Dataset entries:
+---+

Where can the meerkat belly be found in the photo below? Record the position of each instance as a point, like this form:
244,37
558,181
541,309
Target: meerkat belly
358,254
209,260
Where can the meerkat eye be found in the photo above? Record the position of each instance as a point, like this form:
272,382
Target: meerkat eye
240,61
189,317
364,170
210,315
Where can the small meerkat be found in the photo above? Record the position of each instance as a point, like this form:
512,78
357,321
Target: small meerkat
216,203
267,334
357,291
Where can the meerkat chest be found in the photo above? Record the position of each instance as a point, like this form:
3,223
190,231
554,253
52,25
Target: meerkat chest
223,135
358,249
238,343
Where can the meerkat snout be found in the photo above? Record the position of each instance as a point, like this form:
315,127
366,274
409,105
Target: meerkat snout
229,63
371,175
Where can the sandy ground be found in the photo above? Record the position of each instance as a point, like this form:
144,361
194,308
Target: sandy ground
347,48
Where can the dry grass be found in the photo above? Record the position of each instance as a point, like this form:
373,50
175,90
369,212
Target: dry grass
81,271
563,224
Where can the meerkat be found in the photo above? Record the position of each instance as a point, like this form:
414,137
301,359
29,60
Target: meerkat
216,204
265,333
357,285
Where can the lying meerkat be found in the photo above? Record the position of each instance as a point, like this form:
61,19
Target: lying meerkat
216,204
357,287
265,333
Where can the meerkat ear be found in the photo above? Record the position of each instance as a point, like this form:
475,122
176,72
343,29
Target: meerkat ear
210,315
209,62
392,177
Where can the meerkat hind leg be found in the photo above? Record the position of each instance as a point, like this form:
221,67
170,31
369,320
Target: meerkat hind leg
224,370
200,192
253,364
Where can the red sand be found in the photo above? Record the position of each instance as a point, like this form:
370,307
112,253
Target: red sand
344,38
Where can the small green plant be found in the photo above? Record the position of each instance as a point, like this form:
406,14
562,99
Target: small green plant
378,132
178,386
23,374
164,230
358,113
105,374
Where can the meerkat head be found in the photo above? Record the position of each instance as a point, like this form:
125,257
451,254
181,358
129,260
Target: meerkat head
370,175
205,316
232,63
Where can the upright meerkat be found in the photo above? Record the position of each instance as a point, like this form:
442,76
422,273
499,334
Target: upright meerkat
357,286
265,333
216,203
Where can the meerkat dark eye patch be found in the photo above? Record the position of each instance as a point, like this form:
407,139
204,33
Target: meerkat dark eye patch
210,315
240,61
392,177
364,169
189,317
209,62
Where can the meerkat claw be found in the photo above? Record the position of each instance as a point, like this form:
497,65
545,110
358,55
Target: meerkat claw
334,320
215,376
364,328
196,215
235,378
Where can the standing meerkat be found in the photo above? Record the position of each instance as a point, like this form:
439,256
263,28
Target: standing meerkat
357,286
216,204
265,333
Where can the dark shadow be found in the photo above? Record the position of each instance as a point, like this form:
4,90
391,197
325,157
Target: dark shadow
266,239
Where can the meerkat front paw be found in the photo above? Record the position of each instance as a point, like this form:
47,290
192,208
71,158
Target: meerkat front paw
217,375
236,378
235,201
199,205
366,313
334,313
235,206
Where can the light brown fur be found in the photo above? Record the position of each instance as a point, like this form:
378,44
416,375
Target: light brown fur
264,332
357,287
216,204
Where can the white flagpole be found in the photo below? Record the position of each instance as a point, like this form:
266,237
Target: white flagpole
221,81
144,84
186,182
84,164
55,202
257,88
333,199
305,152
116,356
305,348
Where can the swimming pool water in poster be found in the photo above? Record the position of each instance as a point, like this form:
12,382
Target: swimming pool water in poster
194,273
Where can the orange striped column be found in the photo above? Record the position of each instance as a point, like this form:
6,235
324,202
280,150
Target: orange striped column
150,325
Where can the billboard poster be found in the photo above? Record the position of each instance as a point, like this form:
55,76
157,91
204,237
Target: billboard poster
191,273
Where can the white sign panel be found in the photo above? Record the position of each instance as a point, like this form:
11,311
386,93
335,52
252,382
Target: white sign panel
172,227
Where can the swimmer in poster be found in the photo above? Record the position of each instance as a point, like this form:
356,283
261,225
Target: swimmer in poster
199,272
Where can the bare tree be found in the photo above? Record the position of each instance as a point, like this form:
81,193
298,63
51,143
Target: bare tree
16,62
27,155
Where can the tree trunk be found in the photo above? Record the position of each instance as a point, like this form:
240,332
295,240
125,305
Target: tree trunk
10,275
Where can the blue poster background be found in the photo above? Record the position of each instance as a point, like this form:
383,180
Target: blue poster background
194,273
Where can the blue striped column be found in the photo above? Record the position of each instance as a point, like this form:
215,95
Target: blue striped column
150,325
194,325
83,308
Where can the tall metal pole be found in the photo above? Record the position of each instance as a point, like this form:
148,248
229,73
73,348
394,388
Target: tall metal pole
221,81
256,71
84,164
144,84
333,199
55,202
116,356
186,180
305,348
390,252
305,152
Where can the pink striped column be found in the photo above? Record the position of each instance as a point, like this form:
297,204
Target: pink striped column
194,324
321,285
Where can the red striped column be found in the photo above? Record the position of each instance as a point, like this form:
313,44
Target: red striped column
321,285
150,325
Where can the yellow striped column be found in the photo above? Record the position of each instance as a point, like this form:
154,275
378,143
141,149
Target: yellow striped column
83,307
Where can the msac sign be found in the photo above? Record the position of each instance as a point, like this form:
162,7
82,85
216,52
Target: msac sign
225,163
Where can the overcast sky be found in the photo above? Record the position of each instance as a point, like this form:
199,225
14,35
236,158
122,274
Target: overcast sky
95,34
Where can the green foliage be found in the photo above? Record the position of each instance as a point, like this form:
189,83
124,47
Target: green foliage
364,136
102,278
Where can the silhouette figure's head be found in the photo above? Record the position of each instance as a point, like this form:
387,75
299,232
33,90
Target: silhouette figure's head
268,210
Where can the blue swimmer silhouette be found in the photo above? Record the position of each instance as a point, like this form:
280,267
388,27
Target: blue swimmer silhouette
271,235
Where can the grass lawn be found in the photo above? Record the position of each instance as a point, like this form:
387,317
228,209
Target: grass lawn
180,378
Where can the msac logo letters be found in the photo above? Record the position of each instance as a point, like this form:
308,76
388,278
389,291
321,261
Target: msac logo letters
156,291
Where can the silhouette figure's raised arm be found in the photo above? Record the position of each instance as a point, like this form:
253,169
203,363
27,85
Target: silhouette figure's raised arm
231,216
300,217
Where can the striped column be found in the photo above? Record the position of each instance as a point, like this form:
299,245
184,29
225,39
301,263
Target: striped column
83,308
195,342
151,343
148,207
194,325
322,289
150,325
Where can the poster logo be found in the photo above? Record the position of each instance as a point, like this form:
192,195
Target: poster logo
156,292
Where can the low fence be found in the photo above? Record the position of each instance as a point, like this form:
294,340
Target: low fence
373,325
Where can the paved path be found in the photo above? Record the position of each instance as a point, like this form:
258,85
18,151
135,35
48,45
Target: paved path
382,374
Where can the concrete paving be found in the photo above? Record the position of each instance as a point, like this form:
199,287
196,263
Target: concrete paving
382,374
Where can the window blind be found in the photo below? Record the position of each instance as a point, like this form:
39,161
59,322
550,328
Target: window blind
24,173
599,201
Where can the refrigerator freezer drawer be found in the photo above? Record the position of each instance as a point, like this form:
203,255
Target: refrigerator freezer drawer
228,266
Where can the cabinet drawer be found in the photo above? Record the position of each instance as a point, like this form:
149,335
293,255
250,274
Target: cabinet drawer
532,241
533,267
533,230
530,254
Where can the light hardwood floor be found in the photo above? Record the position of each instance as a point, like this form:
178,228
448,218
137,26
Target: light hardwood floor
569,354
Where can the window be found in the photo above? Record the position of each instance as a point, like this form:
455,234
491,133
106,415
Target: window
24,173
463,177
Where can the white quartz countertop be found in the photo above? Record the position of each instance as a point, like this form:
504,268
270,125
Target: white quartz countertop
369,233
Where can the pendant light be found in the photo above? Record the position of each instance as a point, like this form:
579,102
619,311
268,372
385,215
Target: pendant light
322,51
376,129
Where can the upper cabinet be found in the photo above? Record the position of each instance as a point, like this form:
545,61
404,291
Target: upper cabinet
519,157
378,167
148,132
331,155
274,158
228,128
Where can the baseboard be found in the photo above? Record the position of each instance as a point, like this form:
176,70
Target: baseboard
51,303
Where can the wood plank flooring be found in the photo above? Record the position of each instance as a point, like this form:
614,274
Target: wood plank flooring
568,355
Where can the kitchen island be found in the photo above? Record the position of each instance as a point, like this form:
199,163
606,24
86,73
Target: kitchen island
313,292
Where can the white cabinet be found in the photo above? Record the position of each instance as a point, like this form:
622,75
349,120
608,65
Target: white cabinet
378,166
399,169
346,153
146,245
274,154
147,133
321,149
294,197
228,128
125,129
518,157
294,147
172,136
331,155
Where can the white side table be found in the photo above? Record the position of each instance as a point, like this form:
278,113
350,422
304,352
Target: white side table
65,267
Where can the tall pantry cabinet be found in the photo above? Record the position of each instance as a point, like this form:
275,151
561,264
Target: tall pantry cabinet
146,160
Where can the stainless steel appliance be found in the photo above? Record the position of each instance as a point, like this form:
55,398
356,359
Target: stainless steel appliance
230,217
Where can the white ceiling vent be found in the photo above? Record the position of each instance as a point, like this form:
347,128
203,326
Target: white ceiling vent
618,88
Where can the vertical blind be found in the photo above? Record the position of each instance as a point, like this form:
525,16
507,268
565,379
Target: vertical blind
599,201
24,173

+---+

Where a line in the records above contains the word "below", copy that line.

- _ANSWER SPACE_
Where can the meerkat belly be found in the photo below? Record the position of each instance as a point, like this form:
Where can the white flagpole be found in the photo below? Record the position of each instance as a point, like this form:
Where can the window blind be found in the photo below? Record the position of each instance as a point, like this form:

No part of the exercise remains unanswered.